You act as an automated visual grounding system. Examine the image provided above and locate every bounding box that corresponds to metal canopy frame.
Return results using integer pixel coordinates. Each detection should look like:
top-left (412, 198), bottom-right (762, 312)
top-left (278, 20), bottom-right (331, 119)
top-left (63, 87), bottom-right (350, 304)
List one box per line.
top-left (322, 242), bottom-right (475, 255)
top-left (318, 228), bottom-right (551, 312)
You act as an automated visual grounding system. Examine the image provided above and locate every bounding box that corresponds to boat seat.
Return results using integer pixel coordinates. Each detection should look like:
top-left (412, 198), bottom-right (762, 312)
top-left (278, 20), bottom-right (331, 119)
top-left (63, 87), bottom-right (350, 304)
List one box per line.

***

EXERCISE OBJECTIVE:
Please state how many lines of the listing above hold "automated", giving the number and nothing else.

EXERCISE RESPONSE:
2